##### GIVEN TEXT #####

The summer is just around the corner, and with it comes soaring temperatures, afternoon thunderstorms and humid days. If you work in this heat, you may have experienced days where you felt unwell or knew that you were just too dehydrated to be outside. It might have been hard to cool down or felt hard to breathe because the air was so thick.

The likelihood is that you were dealing with particularly humid days on the days when you struggled most. Humidity can be a real problem for workers because it doesn’t allow the human body to cool as well as it would on a dry day.

When you sweat, your body is trying to cool itself. That sweat needs to be evaporated off the skin. When that doesn’t happen due to humidity, you could face developing signs of heat stress.

High humidity can have many different adverse effects on the human body from feelings of fatigue or lethargy to fainting and heat stroke.

What are the signs of heat exhaustion or heat stroke?

##### ENTRIES SUPPLIED #####

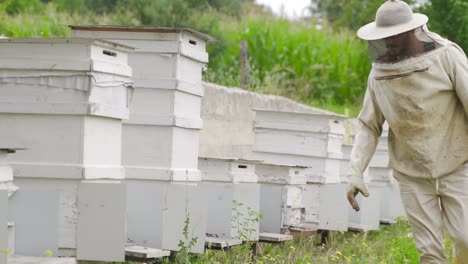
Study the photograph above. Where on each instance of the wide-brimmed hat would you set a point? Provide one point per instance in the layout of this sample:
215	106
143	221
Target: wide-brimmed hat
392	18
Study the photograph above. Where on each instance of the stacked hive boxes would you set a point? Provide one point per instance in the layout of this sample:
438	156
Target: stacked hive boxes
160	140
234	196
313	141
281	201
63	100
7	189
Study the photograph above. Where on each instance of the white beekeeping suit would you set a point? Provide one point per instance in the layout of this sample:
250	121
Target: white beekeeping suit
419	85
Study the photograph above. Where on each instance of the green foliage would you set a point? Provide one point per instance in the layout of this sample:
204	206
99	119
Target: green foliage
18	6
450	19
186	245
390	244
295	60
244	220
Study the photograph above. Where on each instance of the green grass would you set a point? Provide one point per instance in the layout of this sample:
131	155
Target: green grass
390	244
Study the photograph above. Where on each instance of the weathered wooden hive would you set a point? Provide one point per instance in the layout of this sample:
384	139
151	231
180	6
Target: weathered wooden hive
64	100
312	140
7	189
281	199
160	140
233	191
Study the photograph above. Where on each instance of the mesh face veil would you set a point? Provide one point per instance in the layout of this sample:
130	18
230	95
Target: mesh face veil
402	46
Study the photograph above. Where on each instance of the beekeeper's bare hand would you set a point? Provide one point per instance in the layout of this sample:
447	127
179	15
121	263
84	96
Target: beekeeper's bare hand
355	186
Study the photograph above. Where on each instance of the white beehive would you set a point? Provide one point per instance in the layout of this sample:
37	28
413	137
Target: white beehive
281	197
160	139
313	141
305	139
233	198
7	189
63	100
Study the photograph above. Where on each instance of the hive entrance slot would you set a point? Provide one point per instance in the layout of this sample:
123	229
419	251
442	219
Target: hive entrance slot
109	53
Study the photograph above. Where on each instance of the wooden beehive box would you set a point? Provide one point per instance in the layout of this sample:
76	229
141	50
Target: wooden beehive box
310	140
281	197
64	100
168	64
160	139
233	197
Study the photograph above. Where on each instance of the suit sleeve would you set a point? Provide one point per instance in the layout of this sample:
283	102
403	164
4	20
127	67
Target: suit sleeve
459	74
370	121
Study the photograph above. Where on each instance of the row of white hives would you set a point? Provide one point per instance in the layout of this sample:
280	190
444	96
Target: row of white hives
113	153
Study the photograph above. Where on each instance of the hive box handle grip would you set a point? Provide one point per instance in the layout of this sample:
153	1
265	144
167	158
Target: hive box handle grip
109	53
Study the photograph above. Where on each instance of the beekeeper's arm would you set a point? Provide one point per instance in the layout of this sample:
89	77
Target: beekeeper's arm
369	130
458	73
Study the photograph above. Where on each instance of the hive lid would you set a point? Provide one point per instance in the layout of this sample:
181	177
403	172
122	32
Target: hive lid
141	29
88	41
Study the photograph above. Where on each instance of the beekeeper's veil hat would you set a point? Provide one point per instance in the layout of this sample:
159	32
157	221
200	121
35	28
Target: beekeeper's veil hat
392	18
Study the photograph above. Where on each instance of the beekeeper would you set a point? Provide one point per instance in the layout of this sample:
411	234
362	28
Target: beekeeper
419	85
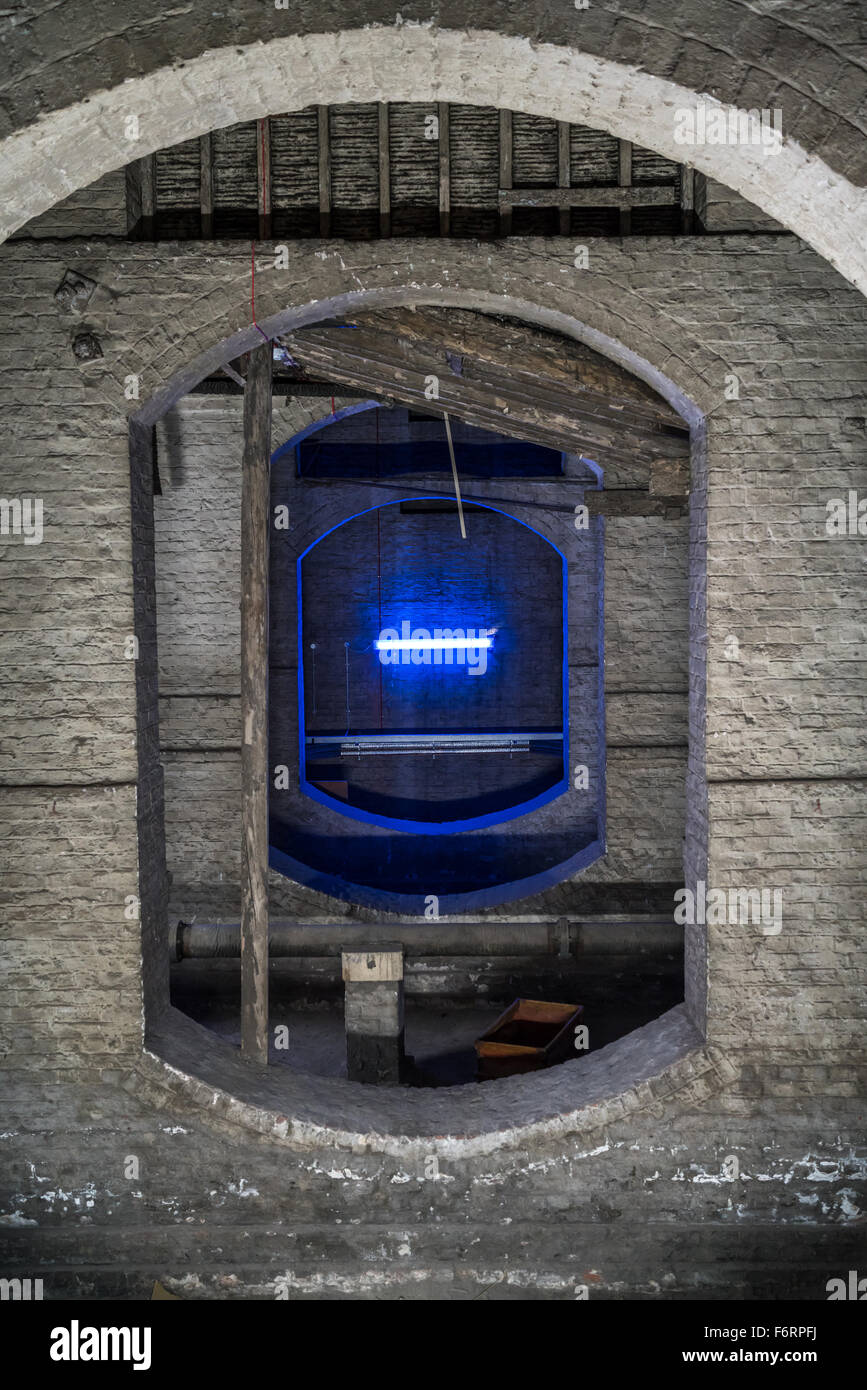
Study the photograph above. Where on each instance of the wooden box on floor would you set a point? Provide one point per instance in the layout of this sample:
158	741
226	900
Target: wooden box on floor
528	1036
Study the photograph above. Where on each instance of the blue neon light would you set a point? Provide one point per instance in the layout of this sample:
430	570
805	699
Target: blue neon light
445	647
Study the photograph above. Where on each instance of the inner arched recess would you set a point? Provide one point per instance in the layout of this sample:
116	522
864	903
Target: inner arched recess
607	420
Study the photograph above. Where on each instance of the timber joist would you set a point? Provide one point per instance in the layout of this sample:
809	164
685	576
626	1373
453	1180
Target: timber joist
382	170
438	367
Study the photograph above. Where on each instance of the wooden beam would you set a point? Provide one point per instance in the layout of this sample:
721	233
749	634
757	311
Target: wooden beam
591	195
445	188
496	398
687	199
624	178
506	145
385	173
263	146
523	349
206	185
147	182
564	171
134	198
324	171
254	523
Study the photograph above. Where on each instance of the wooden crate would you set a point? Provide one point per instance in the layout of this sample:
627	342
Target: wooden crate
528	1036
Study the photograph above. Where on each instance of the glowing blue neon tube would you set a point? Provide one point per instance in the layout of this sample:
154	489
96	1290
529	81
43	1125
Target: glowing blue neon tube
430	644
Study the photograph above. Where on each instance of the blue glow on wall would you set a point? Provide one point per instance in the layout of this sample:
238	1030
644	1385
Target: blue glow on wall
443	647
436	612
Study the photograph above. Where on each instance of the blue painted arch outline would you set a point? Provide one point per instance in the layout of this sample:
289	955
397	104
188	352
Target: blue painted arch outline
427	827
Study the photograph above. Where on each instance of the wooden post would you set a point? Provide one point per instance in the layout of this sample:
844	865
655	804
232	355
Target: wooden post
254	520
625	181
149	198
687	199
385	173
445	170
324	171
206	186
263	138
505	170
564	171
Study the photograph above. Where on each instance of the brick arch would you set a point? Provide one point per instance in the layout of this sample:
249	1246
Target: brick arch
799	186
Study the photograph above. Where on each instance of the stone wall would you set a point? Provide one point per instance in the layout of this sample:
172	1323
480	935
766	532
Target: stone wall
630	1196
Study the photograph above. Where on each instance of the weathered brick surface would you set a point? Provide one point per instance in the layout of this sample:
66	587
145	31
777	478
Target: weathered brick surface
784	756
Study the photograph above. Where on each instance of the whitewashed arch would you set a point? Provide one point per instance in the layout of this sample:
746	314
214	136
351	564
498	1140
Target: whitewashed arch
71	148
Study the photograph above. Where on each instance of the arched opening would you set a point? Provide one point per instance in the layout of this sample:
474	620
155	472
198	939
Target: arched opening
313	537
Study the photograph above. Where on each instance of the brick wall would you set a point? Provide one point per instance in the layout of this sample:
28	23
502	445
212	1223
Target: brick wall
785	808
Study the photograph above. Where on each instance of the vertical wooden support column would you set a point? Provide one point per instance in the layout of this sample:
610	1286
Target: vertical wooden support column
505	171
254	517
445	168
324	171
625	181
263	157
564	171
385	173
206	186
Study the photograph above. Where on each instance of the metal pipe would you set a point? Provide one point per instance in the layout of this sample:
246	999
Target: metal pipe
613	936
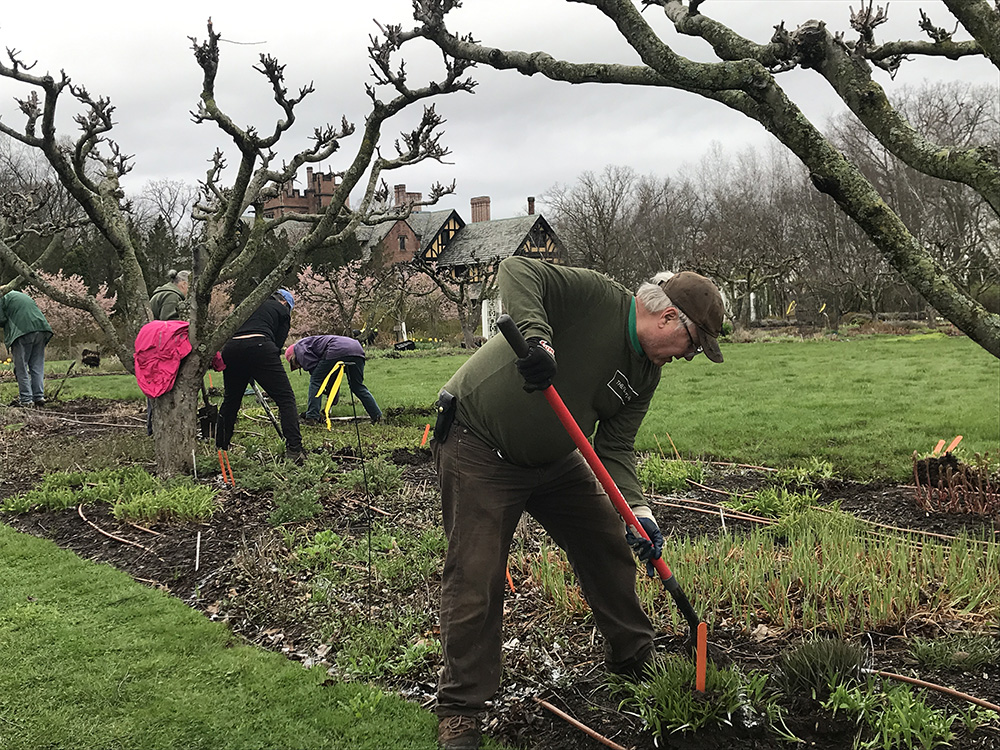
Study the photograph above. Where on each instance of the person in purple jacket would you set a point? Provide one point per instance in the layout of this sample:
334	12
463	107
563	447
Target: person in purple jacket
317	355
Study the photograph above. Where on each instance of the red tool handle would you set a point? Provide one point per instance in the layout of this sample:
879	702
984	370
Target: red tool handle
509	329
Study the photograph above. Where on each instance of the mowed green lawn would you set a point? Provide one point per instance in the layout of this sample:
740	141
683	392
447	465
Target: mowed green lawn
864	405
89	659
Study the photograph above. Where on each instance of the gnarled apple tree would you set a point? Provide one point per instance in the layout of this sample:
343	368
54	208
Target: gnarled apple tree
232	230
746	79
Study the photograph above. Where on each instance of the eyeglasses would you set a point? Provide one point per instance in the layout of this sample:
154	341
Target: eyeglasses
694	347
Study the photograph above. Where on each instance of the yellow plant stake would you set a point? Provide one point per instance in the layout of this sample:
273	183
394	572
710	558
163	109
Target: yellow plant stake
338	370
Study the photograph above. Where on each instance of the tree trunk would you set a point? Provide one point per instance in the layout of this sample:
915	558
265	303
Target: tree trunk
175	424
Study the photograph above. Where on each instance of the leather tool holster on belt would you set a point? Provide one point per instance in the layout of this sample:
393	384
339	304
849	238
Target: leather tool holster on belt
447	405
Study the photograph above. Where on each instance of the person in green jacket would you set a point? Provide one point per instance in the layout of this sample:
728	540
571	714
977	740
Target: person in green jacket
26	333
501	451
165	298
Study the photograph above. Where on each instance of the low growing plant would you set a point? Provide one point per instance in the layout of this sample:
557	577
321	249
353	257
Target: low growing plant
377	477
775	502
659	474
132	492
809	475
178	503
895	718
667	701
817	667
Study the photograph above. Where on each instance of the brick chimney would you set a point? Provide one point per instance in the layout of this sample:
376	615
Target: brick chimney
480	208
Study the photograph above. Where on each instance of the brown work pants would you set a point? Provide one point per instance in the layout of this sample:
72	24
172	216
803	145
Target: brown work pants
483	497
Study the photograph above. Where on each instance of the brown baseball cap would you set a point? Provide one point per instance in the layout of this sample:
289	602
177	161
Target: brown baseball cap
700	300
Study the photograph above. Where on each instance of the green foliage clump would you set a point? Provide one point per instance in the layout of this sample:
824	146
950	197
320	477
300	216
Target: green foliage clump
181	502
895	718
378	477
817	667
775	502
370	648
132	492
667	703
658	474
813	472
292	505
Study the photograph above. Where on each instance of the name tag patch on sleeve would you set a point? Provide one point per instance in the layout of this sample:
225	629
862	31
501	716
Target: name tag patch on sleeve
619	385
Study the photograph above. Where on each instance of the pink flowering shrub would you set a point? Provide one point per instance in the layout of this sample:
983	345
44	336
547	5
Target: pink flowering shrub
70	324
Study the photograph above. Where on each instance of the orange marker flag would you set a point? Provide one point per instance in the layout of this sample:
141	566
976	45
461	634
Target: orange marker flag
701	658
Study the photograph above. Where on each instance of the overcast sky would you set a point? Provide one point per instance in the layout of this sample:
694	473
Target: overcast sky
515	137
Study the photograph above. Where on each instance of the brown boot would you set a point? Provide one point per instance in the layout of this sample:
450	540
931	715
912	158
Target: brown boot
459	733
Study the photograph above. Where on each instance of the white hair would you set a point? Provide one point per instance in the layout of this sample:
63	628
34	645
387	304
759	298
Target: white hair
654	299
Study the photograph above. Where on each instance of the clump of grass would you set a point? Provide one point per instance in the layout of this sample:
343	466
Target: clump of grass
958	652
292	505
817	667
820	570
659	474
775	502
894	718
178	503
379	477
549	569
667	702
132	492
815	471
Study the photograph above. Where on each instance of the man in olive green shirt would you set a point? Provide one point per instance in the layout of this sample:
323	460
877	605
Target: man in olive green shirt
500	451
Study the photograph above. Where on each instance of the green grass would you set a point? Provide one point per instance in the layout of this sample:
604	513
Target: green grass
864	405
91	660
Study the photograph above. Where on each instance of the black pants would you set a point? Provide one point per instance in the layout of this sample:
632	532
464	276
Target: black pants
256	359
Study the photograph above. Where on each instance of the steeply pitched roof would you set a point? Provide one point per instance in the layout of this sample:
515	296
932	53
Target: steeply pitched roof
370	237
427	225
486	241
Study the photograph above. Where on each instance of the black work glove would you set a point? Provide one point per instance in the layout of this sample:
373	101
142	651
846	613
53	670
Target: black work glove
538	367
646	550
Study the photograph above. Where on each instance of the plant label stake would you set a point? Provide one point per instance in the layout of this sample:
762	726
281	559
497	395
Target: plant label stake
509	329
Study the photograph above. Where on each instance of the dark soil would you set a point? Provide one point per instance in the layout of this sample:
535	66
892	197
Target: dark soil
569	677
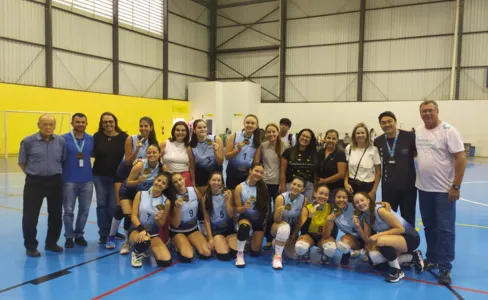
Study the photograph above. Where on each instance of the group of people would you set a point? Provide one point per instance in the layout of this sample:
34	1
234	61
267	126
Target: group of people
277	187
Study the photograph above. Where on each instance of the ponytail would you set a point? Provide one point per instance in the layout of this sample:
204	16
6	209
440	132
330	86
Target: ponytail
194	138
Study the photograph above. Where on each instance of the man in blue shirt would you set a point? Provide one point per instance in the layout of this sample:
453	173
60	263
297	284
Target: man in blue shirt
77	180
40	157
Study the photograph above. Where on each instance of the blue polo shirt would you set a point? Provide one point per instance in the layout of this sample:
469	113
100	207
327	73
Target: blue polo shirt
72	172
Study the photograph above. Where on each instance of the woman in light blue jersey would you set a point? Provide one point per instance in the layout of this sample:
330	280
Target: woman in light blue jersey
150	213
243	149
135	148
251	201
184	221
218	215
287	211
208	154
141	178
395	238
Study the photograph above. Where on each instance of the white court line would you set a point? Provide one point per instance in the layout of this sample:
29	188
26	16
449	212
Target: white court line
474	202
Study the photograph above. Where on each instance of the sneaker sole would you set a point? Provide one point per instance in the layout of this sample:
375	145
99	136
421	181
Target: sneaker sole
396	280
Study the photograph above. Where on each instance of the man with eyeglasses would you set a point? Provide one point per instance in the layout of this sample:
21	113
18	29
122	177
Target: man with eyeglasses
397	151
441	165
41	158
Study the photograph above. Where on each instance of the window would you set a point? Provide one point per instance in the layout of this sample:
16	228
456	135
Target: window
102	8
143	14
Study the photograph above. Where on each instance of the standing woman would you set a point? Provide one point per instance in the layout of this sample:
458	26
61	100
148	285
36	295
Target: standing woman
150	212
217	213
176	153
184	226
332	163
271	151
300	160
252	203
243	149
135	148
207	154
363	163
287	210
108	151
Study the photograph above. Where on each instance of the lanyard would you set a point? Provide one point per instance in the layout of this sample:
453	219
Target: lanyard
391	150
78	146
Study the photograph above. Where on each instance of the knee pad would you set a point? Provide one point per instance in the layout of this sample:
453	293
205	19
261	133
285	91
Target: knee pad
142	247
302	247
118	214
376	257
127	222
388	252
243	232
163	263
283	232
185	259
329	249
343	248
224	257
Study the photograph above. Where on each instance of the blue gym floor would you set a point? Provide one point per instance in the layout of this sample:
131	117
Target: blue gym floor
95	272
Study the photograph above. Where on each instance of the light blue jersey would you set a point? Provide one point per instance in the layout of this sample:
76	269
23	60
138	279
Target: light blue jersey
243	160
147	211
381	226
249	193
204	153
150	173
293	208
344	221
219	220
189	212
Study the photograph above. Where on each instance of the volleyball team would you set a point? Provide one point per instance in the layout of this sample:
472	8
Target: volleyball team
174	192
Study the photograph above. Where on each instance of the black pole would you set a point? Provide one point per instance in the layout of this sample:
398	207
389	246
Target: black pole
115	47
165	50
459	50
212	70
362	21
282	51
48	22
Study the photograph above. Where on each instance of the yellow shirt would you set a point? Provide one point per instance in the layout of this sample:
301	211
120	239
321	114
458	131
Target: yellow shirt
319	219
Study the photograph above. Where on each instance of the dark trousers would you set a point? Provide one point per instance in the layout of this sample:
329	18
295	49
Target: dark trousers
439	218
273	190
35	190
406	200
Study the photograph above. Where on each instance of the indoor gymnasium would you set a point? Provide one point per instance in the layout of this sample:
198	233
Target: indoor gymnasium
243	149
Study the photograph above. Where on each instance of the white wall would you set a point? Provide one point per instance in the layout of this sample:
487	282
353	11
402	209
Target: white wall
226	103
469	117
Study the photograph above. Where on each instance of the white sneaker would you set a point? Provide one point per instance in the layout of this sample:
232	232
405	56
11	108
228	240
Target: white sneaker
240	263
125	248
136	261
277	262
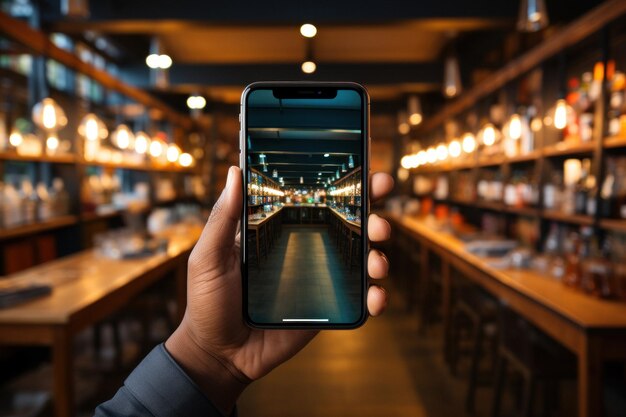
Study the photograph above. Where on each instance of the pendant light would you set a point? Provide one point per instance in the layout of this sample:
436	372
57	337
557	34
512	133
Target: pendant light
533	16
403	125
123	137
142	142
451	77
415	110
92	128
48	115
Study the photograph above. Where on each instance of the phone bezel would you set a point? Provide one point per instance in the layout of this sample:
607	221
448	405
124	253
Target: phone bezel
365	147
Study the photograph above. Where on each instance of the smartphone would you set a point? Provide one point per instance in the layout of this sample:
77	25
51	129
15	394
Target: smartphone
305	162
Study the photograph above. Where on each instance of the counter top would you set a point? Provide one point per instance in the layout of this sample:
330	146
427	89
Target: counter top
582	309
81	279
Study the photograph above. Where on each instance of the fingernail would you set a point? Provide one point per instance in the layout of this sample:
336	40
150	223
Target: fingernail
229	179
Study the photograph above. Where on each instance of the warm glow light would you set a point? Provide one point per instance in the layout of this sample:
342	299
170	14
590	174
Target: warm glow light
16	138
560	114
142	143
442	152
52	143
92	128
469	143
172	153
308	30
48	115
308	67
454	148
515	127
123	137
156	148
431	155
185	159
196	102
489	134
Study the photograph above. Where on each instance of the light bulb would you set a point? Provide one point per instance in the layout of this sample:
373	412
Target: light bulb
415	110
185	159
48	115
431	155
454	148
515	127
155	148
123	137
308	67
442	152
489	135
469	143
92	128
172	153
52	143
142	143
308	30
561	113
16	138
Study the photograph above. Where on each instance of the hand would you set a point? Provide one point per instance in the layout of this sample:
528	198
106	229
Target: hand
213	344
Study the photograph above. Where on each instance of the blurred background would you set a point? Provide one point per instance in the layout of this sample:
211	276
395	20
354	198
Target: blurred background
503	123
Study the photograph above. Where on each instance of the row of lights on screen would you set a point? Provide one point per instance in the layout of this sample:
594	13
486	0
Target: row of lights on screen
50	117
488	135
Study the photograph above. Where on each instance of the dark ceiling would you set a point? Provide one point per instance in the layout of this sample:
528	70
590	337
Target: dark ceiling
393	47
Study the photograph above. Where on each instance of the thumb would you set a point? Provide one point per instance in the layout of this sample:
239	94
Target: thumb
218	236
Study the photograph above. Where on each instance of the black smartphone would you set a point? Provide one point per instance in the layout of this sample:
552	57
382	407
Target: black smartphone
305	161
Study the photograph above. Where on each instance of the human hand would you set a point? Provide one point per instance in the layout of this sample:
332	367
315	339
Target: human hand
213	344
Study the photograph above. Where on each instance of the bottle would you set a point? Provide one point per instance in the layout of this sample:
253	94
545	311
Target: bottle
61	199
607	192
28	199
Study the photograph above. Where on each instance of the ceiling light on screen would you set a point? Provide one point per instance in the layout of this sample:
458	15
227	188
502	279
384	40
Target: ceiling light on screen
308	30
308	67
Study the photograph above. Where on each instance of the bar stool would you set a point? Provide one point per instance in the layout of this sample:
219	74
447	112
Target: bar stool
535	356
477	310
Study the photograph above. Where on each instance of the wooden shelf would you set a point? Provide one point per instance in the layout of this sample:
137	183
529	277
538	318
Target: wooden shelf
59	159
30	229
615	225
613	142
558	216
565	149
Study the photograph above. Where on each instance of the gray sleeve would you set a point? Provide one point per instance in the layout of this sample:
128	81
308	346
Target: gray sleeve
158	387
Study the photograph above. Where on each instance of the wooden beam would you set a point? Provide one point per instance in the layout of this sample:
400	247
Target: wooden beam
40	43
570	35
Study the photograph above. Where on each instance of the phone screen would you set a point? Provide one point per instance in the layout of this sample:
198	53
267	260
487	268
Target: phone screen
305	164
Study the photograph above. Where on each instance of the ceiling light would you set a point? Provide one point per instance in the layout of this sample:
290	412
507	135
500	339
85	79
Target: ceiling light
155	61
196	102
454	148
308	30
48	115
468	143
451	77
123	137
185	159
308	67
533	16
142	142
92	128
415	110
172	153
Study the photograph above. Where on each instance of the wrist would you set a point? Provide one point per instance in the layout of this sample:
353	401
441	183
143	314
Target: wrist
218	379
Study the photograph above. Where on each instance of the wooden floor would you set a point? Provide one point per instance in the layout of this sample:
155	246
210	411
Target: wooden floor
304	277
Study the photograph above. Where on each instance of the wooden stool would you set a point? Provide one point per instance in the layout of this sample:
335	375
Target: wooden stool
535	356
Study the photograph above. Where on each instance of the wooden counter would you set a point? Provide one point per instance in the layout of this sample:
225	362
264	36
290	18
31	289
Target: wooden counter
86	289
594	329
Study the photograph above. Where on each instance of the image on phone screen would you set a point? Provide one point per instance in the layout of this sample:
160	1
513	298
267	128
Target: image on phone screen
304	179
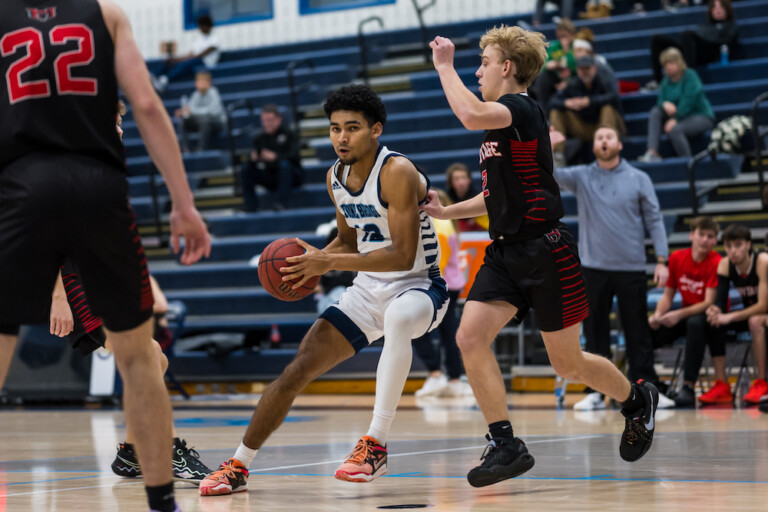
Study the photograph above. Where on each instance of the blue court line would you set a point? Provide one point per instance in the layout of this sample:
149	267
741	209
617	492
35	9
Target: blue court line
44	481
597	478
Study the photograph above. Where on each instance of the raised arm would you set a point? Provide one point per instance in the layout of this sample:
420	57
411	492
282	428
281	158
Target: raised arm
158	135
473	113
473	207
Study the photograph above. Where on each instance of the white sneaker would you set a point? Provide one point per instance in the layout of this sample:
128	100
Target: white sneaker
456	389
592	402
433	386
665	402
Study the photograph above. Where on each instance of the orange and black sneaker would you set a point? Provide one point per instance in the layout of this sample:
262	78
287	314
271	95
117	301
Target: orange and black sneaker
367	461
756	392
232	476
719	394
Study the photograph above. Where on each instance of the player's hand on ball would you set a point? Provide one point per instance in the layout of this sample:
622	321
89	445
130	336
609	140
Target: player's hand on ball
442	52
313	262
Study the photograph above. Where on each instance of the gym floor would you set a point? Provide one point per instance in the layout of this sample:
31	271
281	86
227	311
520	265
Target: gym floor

#####

→ **WHAT YOU ARE ASKED TO DO**
Continue the text on heat and humidity at work from its last line, the heading that asks about the signs of heat exhaustion or heat stroke.

→ **OUTPUT OF THE TASK**
Some signs to watch out for as you work include:

  • Feeling fatigued
  • Being dehydrated
  • Muscle cramps
  • Fainting
  • A high body temperature
  • Feeling hot but not sweating

If you see these signs, make sure you move to somewhere cooler, such as an air-conditioned building or an air-conditioned vehicle, to bring down your body temperature. If you don’t start to feel better quickly, then it is necessary to get to a hospital or call 911.

Staying cool is essential on the job, so talk to your employer about cooling vests, air conditioning, taking more rest breaks, hydration and other essentials that can keep you feeling your best while you’re working in humid weather.